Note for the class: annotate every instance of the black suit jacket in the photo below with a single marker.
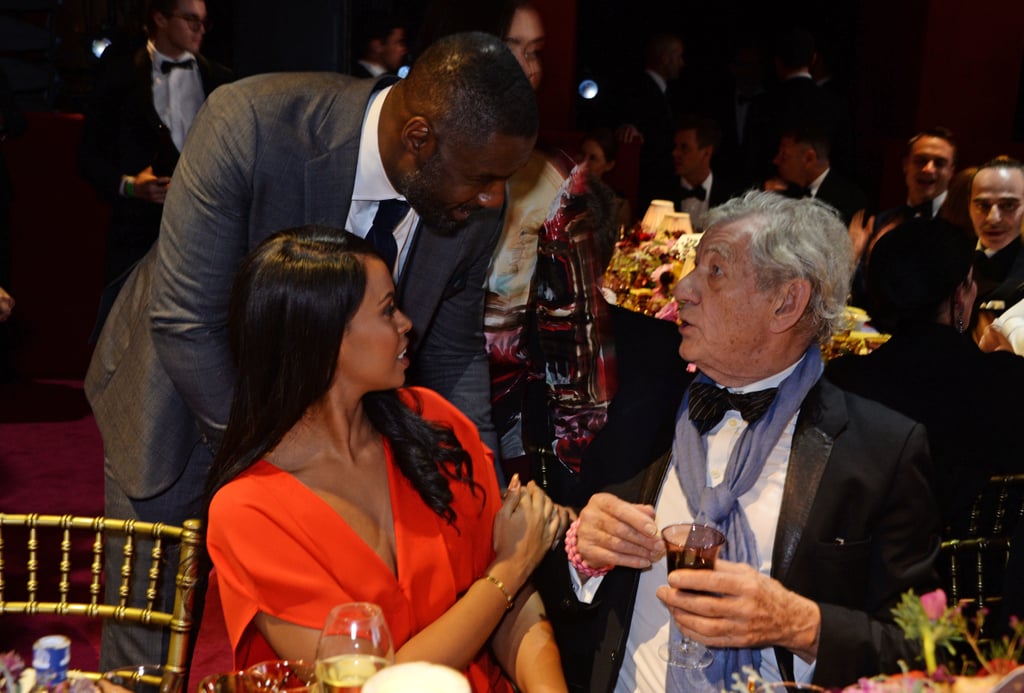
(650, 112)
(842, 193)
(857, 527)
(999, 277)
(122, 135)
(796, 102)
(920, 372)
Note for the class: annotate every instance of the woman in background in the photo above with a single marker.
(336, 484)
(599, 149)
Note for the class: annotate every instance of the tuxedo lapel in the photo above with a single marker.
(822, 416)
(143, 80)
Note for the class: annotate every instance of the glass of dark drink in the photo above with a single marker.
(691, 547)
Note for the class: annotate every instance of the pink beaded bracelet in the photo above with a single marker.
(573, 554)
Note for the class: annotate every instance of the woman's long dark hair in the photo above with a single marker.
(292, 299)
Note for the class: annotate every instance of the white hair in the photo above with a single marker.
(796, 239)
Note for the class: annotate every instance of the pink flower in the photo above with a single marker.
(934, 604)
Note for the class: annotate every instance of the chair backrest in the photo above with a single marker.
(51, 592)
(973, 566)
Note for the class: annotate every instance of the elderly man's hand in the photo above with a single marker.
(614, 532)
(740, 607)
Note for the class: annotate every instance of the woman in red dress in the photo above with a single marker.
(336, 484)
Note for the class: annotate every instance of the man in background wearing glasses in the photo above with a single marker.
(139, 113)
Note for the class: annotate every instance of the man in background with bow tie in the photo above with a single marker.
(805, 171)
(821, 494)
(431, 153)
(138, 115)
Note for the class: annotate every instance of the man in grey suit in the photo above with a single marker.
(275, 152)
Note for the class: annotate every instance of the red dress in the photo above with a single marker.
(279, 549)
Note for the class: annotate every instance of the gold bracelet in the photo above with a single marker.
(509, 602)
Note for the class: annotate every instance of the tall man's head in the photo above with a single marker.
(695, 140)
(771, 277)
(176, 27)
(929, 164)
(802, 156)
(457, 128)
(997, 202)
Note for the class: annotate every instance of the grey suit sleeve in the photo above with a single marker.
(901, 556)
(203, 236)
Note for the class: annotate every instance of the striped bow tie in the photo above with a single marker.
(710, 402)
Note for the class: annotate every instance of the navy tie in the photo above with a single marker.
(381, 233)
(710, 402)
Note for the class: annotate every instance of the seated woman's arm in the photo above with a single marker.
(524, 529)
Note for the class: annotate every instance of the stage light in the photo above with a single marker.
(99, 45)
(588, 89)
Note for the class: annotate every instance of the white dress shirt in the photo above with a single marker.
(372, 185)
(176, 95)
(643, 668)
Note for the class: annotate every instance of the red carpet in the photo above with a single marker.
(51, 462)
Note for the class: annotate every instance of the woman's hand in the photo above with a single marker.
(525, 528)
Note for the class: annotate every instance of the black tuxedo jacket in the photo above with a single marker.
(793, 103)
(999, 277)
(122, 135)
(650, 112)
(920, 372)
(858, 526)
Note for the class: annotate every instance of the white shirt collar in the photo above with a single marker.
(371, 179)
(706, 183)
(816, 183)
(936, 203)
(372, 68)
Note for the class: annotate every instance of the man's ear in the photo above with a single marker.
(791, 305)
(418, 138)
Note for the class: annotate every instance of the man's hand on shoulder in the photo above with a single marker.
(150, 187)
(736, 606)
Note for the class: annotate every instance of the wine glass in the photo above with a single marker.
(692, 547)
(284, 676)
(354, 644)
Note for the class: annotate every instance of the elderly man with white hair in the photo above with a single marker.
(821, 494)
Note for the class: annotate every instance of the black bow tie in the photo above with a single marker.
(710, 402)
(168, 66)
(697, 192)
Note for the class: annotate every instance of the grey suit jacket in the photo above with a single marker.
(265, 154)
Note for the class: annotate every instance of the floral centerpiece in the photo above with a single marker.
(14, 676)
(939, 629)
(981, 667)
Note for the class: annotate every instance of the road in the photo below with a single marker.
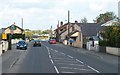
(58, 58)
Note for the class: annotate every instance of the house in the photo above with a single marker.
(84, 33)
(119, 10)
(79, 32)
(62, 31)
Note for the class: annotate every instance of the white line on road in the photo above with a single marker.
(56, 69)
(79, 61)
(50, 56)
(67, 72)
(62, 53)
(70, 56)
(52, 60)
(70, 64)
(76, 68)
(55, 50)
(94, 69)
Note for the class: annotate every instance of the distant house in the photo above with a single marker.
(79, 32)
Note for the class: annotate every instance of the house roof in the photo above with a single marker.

● **Task**
The answer must be the whole listing, word for word, with no pictures in it. Please write it out.

● **Response to the task**
Note for the class: annotate every instance of the black suit jacket in the photo below with a single marker.
(650, 112)
(842, 193)
(857, 527)
(999, 277)
(122, 135)
(796, 102)
(920, 372)
Note for the class: annotate every instance of the woman in background in the photo above with a single marker.
(336, 484)
(599, 149)
Note for the class: annotate every instance of the tuxedo lapel in the photo above with a single marker.
(822, 416)
(143, 80)
Note for the class: annotate every instance of the glass of dark drink in the photo above with a single marker.
(691, 547)
Note for the class: annotate every instance of the pink beaded bracelet in the photo above with a single marker.
(573, 554)
Note for the class: annotate every instance of the woman's long dark hair in the photo above with a single marker.
(292, 299)
Note for the class: annotate every instance of the white hair in the photo above with a single marker.
(796, 239)
Note for the class: annotate every instance of the pink flower in the photo above with a single marker.
(934, 604)
Note for the class: annotate every instance of the chair backrest in the photo above with a single marker.
(51, 592)
(973, 566)
Note for the class: annotate every instance of the elderly man's hand in the photo above with a single marker.
(614, 532)
(740, 607)
Note for the class: annotate every instance of the woman in red dress in the photo above with a single marker.
(336, 484)
Note for the class: annotate every instance of the man in background wearing glasses in the photo above with a single marker.
(139, 113)
Note for the class: annotate every instance of the man in background with bow tie in the photo above with a single marker.
(805, 171)
(821, 494)
(431, 153)
(138, 115)
Note for the class: annotate every instance of the man in grey suit in the photo above with a single marker.
(275, 152)
Note for the class: annotate every instance of the red dress in the photo above with a single marker.
(279, 549)
Note for the class: annotate every instance of the gold bracelet in the photo above with a single marker.
(509, 602)
Note for the class: annotate every instance of the tall man's head in the photo above with a single marker.
(695, 140)
(771, 277)
(176, 27)
(929, 164)
(802, 156)
(457, 128)
(997, 202)
Note for the class: annotate every instance of the grey suit sleeve in the photo above with a single marker.
(901, 556)
(203, 236)
Note for the class: annotate every instance of the striped bow tie in the photo above with a single marker.
(710, 402)
Note for the class: annotate every instance of the navy tie in the photo above with a single marker.
(381, 233)
(710, 402)
Note for the class: annotate every instance of the seated woman's arm in the photo above with a single marker.
(524, 529)
Note for the class: annotate every instance of the stage light in the photo above with a single marker.
(99, 45)
(588, 89)
Note for the class: annotate every instance of the white dress shirt in the photo above with a single marker.
(372, 185)
(176, 95)
(643, 668)
Note for the class: annotate every instance of the red carpet in the photo above with a single marker.
(51, 462)
Note for the class: annotate every instance of the woman's hand in the photo above with a single marker.
(525, 528)
Note for the class: annotate every instance of the black tuxedo jacket in the photo above with a single marker.
(793, 103)
(999, 277)
(122, 135)
(650, 112)
(920, 372)
(858, 526)
Note for the class: annotate every instance of the white shirt collar in the photo above with a single marker.
(371, 179)
(706, 183)
(816, 183)
(936, 203)
(372, 68)
Note for the class: annotate every instance of the man's ear in the photo above with a single marker.
(791, 305)
(418, 138)
Note for the class: annotate every instance of the man's hand on shoulder in the photo above with a single marker.
(150, 187)
(736, 606)
Note for the class: annotate every instance of the wine glass in the photo above with a single marker.
(692, 547)
(284, 676)
(354, 644)
Note for the class: annotate every instance of the elderly man with white hair in the photo above with a single marker.
(821, 494)
Note for the class: annotate every instance of the black bow tie in the photo above with a single marker.
(710, 402)
(168, 66)
(697, 192)
Note for the class: annotate every instance of the grey suit jacket in the photo above with a single marker.
(265, 154)
Note for the class: annotate every instance of the floral centerpiece in the photo above with a single marker.
(14, 676)
(939, 629)
(981, 667)
Note for the class: annotate every instance of the road in the photo below with a single marker.
(58, 58)
Note for the class: annotate every instance of the house in the photo above with a single marker.
(84, 33)
(119, 10)
(79, 32)
(62, 31)
Note for the class: annotate every instance of the white line on road in the photo above with a single marker.
(56, 69)
(79, 61)
(50, 56)
(67, 72)
(62, 53)
(70, 56)
(52, 60)
(70, 64)
(76, 68)
(55, 50)
(94, 69)
Note for the class: annotate every instance of the distant house in the photo above with a single marker.
(79, 32)
Note for the class: annotate every instance of the house roof in the photo above with a single marker.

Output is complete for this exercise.